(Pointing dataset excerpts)
┌──
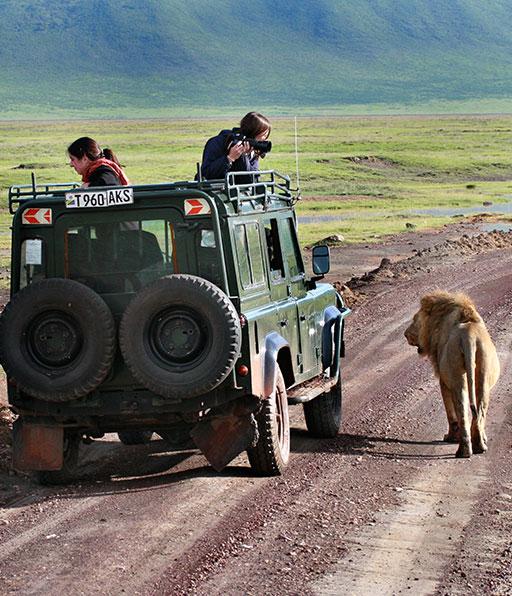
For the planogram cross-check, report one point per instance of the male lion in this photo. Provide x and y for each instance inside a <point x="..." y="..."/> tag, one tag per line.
<point x="448" y="329"/>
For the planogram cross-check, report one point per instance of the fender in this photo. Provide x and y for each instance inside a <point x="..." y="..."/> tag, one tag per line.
<point x="273" y="344"/>
<point x="333" y="332"/>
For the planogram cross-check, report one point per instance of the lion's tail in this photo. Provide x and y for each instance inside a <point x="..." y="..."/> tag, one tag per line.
<point x="469" y="351"/>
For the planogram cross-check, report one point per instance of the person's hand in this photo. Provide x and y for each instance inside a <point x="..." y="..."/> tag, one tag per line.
<point x="238" y="149"/>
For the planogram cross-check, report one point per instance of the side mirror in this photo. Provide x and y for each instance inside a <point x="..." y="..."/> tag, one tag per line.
<point x="321" y="259"/>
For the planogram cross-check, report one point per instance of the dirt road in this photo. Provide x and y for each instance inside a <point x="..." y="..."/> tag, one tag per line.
<point x="384" y="508"/>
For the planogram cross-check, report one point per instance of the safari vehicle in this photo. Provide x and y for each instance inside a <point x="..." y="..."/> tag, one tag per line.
<point x="178" y="309"/>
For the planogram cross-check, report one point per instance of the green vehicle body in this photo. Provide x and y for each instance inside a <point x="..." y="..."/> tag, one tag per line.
<point x="236" y="242"/>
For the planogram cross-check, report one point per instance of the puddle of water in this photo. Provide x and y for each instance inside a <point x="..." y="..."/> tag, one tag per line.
<point x="436" y="211"/>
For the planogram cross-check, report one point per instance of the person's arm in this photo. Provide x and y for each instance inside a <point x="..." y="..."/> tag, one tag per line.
<point x="104" y="176"/>
<point x="215" y="162"/>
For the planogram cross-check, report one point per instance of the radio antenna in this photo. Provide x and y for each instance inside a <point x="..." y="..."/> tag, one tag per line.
<point x="297" y="159"/>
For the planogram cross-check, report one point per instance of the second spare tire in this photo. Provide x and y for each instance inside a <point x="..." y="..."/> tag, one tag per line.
<point x="180" y="336"/>
<point x="57" y="339"/>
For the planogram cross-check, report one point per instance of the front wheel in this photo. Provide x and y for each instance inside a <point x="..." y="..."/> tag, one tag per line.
<point x="323" y="413"/>
<point x="271" y="454"/>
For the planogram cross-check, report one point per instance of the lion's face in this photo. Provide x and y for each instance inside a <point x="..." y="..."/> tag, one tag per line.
<point x="412" y="332"/>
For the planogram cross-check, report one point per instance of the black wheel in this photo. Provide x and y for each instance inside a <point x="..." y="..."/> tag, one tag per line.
<point x="68" y="472"/>
<point x="180" y="336"/>
<point x="57" y="339"/>
<point x="271" y="453"/>
<point x="135" y="437"/>
<point x="323" y="414"/>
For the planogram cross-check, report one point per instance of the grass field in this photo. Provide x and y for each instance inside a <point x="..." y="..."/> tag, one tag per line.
<point x="370" y="169"/>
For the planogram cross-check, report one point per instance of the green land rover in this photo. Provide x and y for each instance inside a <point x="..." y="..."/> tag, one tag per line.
<point x="179" y="309"/>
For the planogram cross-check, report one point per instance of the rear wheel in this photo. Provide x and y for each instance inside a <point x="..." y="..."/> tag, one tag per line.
<point x="323" y="414"/>
<point x="271" y="453"/>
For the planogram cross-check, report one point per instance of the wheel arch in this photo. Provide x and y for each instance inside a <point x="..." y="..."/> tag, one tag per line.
<point x="277" y="353"/>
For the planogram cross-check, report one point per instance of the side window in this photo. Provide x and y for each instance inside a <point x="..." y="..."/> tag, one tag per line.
<point x="250" y="258"/>
<point x="291" y="248"/>
<point x="32" y="262"/>
<point x="275" y="254"/>
<point x="119" y="257"/>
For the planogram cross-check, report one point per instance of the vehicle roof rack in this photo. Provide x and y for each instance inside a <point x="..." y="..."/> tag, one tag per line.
<point x="25" y="192"/>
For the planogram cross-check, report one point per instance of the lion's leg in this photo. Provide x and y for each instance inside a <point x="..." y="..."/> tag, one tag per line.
<point x="478" y="436"/>
<point x="453" y="434"/>
<point x="461" y="402"/>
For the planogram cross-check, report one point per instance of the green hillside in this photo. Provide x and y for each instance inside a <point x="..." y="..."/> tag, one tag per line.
<point x="194" y="57"/>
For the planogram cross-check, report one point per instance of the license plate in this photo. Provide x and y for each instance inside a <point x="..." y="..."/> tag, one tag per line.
<point x="108" y="197"/>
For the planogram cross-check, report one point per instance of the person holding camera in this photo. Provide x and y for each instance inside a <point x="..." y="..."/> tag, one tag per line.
<point x="238" y="149"/>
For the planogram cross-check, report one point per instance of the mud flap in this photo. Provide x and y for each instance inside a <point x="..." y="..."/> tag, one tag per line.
<point x="37" y="446"/>
<point x="227" y="431"/>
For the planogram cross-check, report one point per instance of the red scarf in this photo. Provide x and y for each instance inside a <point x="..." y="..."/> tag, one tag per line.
<point x="103" y="161"/>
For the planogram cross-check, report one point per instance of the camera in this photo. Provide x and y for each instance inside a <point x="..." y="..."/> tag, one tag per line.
<point x="261" y="146"/>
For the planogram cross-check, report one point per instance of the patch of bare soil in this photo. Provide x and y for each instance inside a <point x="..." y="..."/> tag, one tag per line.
<point x="384" y="508"/>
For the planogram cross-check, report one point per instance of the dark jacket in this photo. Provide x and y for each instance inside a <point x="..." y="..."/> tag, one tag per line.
<point x="104" y="176"/>
<point x="215" y="164"/>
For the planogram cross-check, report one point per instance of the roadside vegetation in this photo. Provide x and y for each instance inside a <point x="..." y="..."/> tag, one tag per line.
<point x="362" y="174"/>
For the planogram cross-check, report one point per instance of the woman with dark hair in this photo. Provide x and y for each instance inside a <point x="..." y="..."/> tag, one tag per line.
<point x="223" y="153"/>
<point x="98" y="167"/>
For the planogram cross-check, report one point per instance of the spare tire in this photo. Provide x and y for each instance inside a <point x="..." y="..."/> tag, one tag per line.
<point x="180" y="336"/>
<point x="57" y="339"/>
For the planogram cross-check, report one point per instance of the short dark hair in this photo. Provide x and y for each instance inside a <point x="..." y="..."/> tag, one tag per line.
<point x="87" y="146"/>
<point x="253" y="124"/>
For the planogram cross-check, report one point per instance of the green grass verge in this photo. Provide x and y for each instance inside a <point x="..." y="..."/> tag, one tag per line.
<point x="369" y="167"/>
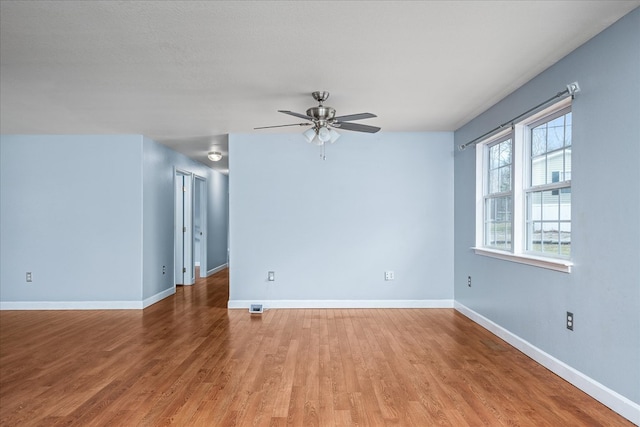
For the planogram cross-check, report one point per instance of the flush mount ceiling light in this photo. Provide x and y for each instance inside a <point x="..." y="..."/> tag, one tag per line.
<point x="214" y="156"/>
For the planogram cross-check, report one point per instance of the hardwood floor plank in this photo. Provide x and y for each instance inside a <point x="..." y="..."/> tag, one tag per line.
<point x="187" y="360"/>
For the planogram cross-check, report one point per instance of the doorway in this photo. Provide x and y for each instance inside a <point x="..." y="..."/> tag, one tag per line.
<point x="200" y="224"/>
<point x="183" y="247"/>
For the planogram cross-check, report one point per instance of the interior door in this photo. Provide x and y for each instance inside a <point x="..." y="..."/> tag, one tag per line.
<point x="184" y="266"/>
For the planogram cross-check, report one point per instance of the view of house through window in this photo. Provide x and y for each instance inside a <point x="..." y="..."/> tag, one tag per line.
<point x="526" y="186"/>
<point x="549" y="194"/>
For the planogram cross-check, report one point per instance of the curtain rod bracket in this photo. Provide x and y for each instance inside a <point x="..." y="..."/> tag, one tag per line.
<point x="571" y="90"/>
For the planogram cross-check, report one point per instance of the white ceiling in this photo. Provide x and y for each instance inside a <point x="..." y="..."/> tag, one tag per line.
<point x="188" y="73"/>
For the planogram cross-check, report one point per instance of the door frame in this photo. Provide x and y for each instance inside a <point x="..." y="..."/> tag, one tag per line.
<point x="200" y="192"/>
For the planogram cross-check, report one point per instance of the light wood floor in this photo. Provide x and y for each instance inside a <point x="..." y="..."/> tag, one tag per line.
<point x="187" y="360"/>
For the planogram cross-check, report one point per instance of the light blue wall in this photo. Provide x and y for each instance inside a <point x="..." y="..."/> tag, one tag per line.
<point x="92" y="218"/>
<point x="329" y="229"/>
<point x="603" y="291"/>
<point x="71" y="211"/>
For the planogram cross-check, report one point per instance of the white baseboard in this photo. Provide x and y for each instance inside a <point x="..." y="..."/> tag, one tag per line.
<point x="618" y="403"/>
<point x="71" y="305"/>
<point x="158" y="297"/>
<point x="273" y="304"/>
<point x="218" y="268"/>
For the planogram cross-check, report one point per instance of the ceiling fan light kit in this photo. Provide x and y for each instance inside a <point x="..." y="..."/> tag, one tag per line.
<point x="323" y="119"/>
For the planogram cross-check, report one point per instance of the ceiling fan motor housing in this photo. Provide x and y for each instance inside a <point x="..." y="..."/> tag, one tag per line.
<point x="321" y="114"/>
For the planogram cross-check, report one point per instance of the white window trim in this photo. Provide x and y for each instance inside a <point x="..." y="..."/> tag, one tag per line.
<point x="518" y="173"/>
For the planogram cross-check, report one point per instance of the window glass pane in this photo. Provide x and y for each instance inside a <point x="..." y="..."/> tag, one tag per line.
<point x="555" y="134"/>
<point x="505" y="153"/>
<point x="494" y="156"/>
<point x="499" y="178"/>
<point x="549" y="222"/>
<point x="494" y="181"/>
<point x="538" y="140"/>
<point x="567" y="131"/>
<point x="538" y="171"/>
<point x="550" y="151"/>
<point x="498" y="228"/>
<point x="505" y="178"/>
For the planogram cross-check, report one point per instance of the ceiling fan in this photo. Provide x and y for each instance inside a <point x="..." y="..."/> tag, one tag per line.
<point x="323" y="119"/>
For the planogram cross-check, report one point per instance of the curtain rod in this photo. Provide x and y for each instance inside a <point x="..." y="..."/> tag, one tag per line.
<point x="571" y="90"/>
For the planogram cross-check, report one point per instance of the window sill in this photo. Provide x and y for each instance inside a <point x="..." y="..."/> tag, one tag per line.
<point x="548" y="263"/>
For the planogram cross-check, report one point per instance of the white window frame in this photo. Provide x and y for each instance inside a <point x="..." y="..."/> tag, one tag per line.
<point x="520" y="134"/>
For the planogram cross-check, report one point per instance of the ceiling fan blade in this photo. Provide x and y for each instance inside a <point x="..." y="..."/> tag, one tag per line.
<point x="351" y="117"/>
<point x="294" y="114"/>
<point x="356" y="127"/>
<point x="281" y="126"/>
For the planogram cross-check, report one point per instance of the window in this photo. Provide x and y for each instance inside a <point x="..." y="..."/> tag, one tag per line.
<point x="524" y="191"/>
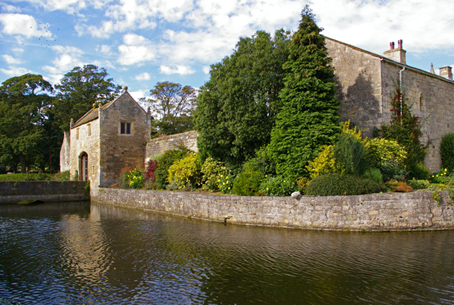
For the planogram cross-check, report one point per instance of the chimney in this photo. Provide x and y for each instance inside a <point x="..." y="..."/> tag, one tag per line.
<point x="446" y="72"/>
<point x="397" y="54"/>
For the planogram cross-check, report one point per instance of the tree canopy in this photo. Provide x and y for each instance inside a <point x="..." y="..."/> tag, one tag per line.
<point x="308" y="118"/>
<point x="79" y="90"/>
<point x="237" y="106"/>
<point x="24" y="105"/>
<point x="172" y="104"/>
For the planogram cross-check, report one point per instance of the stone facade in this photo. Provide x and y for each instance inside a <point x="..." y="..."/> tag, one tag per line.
<point x="107" y="139"/>
<point x="163" y="143"/>
<point x="374" y="212"/>
<point x="365" y="85"/>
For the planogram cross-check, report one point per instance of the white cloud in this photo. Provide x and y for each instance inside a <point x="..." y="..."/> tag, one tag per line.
<point x="135" y="50"/>
<point x="11" y="60"/>
<point x="143" y="76"/>
<point x="15" y="71"/>
<point x="181" y="70"/>
<point x="67" y="59"/>
<point x="20" y="24"/>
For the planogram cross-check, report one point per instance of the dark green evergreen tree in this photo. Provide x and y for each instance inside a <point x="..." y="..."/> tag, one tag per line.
<point x="237" y="106"/>
<point x="309" y="115"/>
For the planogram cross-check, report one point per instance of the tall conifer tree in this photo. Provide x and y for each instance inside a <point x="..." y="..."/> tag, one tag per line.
<point x="309" y="115"/>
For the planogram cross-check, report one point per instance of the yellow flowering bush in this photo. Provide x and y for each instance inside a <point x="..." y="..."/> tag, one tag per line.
<point x="186" y="172"/>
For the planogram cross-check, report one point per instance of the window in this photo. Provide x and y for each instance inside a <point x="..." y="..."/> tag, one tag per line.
<point x="125" y="128"/>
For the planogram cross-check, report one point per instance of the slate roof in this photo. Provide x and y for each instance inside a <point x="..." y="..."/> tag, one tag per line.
<point x="91" y="115"/>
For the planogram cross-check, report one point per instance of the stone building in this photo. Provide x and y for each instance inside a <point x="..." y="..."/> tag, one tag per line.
<point x="105" y="140"/>
<point x="366" y="82"/>
<point x="117" y="134"/>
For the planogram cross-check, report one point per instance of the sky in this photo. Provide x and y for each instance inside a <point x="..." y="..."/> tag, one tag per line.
<point x="143" y="42"/>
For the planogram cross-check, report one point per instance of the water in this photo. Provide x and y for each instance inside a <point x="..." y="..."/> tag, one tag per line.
<point x="77" y="253"/>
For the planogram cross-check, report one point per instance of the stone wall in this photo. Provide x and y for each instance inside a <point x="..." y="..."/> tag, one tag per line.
<point x="117" y="150"/>
<point x="431" y="97"/>
<point x="163" y="143"/>
<point x="381" y="212"/>
<point x="47" y="191"/>
<point x="85" y="139"/>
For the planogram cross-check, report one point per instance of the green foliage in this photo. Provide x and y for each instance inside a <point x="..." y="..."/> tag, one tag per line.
<point x="173" y="104"/>
<point x="277" y="186"/>
<point x="131" y="178"/>
<point x="79" y="90"/>
<point x="247" y="183"/>
<point x="418" y="184"/>
<point x="380" y="149"/>
<point x="405" y="128"/>
<point x="349" y="154"/>
<point x="419" y="172"/>
<point x="341" y="184"/>
<point x="164" y="163"/>
<point x="186" y="172"/>
<point x="393" y="170"/>
<point x="447" y="151"/>
<point x="440" y="177"/>
<point x="225" y="183"/>
<point x="374" y="174"/>
<point x="236" y="108"/>
<point x="212" y="171"/>
<point x="25" y="137"/>
<point x="308" y="118"/>
<point x="324" y="163"/>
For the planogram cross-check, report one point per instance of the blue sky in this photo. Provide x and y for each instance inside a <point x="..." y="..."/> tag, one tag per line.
<point x="142" y="42"/>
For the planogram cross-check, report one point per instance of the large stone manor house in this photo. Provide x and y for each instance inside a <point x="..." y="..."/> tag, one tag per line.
<point x="116" y="135"/>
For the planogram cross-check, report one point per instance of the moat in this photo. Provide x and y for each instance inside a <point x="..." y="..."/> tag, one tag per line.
<point x="82" y="253"/>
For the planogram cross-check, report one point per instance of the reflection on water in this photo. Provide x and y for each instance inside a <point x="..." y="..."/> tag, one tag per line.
<point x="96" y="254"/>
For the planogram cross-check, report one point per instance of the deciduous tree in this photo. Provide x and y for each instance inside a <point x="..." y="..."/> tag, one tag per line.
<point x="308" y="118"/>
<point x="237" y="106"/>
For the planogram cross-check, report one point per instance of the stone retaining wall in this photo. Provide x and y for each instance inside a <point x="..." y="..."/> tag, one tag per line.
<point x="47" y="191"/>
<point x="380" y="212"/>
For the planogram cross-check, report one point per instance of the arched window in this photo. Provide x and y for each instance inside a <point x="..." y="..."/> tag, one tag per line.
<point x="83" y="166"/>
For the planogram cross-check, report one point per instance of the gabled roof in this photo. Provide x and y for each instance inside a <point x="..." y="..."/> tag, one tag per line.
<point x="93" y="113"/>
<point x="390" y="61"/>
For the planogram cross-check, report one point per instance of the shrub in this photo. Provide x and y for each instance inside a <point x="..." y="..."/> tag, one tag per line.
<point x="440" y="177"/>
<point x="399" y="186"/>
<point x="186" y="172"/>
<point x="418" y="184"/>
<point x="165" y="161"/>
<point x="150" y="171"/>
<point x="225" y="183"/>
<point x="374" y="174"/>
<point x="419" y="172"/>
<point x="247" y="183"/>
<point x="380" y="149"/>
<point x="392" y="169"/>
<point x="302" y="183"/>
<point x="277" y="186"/>
<point x="341" y="184"/>
<point x="324" y="163"/>
<point x="447" y="151"/>
<point x="349" y="154"/>
<point x="131" y="178"/>
<point x="212" y="171"/>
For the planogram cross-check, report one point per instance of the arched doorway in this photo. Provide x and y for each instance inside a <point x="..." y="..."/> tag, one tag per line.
<point x="83" y="166"/>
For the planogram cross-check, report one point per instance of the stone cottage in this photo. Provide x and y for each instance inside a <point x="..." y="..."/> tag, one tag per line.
<point x="366" y="82"/>
<point x="117" y="134"/>
<point x="105" y="140"/>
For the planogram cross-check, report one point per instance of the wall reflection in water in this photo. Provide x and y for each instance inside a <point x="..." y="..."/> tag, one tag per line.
<point x="109" y="255"/>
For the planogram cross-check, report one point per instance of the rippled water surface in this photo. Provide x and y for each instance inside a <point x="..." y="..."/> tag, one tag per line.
<point x="77" y="253"/>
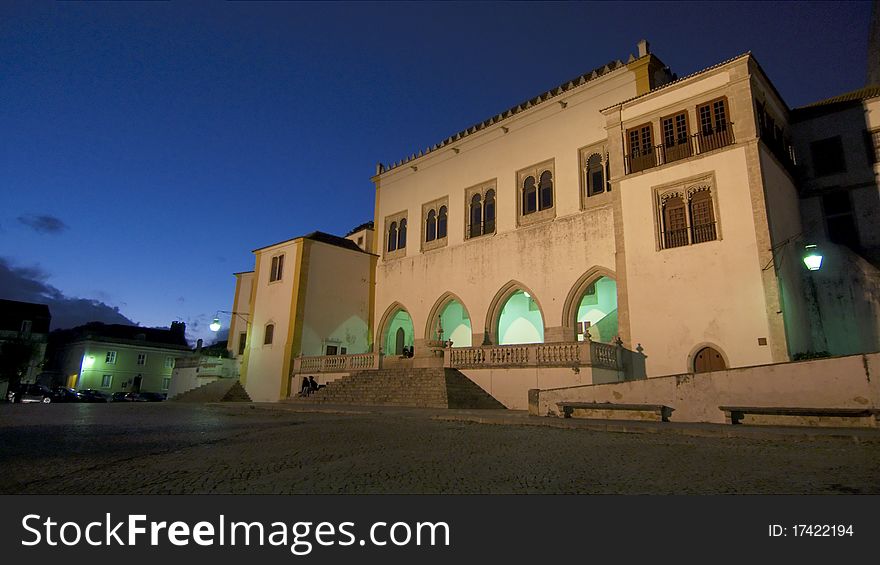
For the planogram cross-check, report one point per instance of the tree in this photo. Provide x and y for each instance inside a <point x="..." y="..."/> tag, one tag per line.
<point x="15" y="358"/>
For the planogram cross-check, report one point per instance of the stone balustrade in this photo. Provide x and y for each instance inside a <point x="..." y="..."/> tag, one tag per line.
<point x="536" y="354"/>
<point x="336" y="363"/>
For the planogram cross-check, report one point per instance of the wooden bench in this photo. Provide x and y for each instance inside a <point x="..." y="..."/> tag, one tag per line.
<point x="610" y="411"/>
<point x="793" y="416"/>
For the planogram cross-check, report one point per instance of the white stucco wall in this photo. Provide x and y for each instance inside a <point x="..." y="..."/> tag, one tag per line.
<point x="704" y="294"/>
<point x="843" y="382"/>
<point x="272" y="304"/>
<point x="547" y="258"/>
<point x="337" y="300"/>
<point x="783" y="215"/>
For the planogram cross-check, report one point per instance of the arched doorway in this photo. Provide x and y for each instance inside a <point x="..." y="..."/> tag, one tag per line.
<point x="399" y="333"/>
<point x="520" y="320"/>
<point x="451" y="317"/>
<point x="708" y="360"/>
<point x="597" y="311"/>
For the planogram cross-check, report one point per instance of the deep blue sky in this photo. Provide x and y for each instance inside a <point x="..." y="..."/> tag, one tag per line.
<point x="146" y="149"/>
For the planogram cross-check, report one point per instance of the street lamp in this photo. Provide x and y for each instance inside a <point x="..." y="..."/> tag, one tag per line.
<point x="812" y="257"/>
<point x="215" y="324"/>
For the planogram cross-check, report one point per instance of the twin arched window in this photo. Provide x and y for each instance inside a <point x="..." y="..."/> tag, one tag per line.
<point x="537" y="195"/>
<point x="435" y="224"/>
<point x="482" y="213"/>
<point x="397" y="235"/>
<point x="690" y="221"/>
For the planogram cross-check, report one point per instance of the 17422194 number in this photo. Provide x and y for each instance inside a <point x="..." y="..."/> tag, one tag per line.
<point x="811" y="530"/>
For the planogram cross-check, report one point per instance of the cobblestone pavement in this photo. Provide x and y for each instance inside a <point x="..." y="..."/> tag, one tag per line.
<point x="185" y="448"/>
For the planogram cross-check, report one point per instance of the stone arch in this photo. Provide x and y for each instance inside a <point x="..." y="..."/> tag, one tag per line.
<point x="382" y="332"/>
<point x="572" y="301"/>
<point x="497" y="305"/>
<point x="437" y="309"/>
<point x="699" y="347"/>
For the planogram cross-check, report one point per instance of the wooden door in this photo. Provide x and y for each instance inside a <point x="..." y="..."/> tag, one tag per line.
<point x="708" y="360"/>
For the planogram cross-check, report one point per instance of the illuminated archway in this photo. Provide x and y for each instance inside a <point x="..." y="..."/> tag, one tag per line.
<point x="450" y="314"/>
<point x="515" y="316"/>
<point x="591" y="305"/>
<point x="396" y="330"/>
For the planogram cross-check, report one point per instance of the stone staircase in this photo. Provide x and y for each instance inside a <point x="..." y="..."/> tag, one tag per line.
<point x="427" y="388"/>
<point x="222" y="390"/>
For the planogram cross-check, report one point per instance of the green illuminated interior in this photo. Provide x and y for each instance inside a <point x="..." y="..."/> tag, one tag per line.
<point x="400" y="321"/>
<point x="456" y="324"/>
<point x="520" y="321"/>
<point x="599" y="307"/>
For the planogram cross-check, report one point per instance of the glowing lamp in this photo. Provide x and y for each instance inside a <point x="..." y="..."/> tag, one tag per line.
<point x="812" y="257"/>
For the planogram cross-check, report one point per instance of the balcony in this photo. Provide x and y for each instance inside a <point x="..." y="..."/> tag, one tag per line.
<point x="696" y="144"/>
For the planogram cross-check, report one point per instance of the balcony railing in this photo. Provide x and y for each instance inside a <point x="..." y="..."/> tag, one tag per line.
<point x="567" y="354"/>
<point x="696" y="144"/>
<point x="687" y="236"/>
<point x="335" y="363"/>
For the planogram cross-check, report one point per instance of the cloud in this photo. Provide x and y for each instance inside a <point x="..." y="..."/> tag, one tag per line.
<point x="43" y="223"/>
<point x="28" y="284"/>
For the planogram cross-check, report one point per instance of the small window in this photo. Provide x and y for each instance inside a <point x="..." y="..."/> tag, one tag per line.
<point x="839" y="219"/>
<point x="431" y="226"/>
<point x="828" y="156"/>
<point x="687" y="218"/>
<point x="441" y="222"/>
<point x="392" y="237"/>
<point x="277" y="268"/>
<point x="530" y="196"/>
<point x="401" y="234"/>
<point x="270" y="332"/>
<point x="536" y="196"/>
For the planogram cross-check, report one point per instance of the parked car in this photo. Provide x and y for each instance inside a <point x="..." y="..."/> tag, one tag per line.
<point x="92" y="395"/>
<point x="30" y="393"/>
<point x="64" y="394"/>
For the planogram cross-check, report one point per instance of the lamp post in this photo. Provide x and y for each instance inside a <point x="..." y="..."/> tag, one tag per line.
<point x="215" y="325"/>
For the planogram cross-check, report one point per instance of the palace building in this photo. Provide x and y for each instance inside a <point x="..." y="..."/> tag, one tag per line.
<point x="624" y="225"/>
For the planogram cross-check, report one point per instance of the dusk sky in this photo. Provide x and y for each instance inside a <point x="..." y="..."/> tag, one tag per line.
<point x="148" y="148"/>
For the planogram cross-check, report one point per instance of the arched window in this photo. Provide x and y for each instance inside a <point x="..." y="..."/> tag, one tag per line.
<point x="530" y="196"/>
<point x="431" y="226"/>
<point x="595" y="175"/>
<point x="702" y="217"/>
<point x="489" y="212"/>
<point x="441" y="223"/>
<point x="401" y="235"/>
<point x="546" y="189"/>
<point x="270" y="334"/>
<point x="476" y="216"/>
<point x="392" y="237"/>
<point x="674" y="223"/>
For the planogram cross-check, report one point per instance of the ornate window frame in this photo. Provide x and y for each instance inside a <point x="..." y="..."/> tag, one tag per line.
<point x="685" y="189"/>
<point x="482" y="189"/>
<point x="589" y="200"/>
<point x="398" y="251"/>
<point x="435" y="206"/>
<point x="538" y="215"/>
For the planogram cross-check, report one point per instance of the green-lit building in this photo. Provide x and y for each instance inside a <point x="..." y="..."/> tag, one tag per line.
<point x="118" y="358"/>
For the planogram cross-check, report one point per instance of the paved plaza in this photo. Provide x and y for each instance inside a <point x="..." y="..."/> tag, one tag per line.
<point x="160" y="448"/>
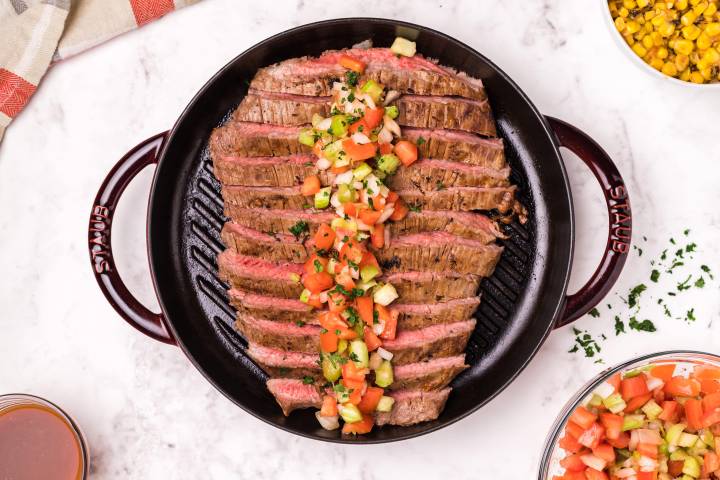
└──
## Aim of the task
Reproduce the entries from the line containing "of the green-lit" through the last of the entries, swapping "planogram cross-check" for "shelf audit" and changing nothing else. Leave out any pictures.

## Exercise result
For the shelf audit, report one point per instance of the green-lit building in this photo. Provide x and y for each instance inside a <point x="..." y="..."/> tag, one tag per line.
<point x="118" y="358"/>
For the shelf audit, report one point per instance of the paved plaza in this photo. Provide x and y for each instance inside a <point x="..." y="..."/> tag, one tag per line.
<point x="160" y="448"/>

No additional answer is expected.